→ DIRECTIONS FOR THIS TASK
Render every one of the entries below as a numbered list, leaving out any blank lines.

Named-object pointing records:
◇ ◇ ◇ ◇

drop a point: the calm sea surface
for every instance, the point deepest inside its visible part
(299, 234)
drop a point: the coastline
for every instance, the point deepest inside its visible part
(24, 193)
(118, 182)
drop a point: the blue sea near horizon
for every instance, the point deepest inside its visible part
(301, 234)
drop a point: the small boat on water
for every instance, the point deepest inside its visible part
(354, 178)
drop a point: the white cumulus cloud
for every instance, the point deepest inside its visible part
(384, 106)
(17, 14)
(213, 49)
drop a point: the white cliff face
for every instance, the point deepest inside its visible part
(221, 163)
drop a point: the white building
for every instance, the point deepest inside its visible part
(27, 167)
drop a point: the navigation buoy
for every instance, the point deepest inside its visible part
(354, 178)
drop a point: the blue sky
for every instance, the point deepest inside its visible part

◇ ◇ ◇ ◇

→ FINAL RESULT
1. drop a point: the calm sea surface
2. for every instance, the point deepest inside its visible part
3. (299, 234)
4. drop a point: the coastline
5. for every instance, the point deepest inside its visible part
6. (24, 193)
7. (118, 182)
8. drop a point: the blue sea near horizon
9. for every instance, the point deepest inside its visible part
10. (301, 234)
11. drop a point: the small boat on water
12. for every instance, the point deepest inside its visible part
13. (354, 178)
14. drop a point: the white cumulus cloud
15. for every instance, the point deepest inside its visible part
16. (384, 106)
17. (17, 14)
18. (213, 49)
19. drop a point: the white cliff face
20. for every instance, the point deepest inside its visible part
21. (221, 163)
22. drop a point: the white building
23. for every instance, the point deepest inside its visible part
24. (27, 167)
25. drop a point: the navigation buoy
26. for every instance, the point deepest inside its visible part
27. (354, 178)
28. drop a point: the blue sky
29. for every instance, the point deepest inside its visible part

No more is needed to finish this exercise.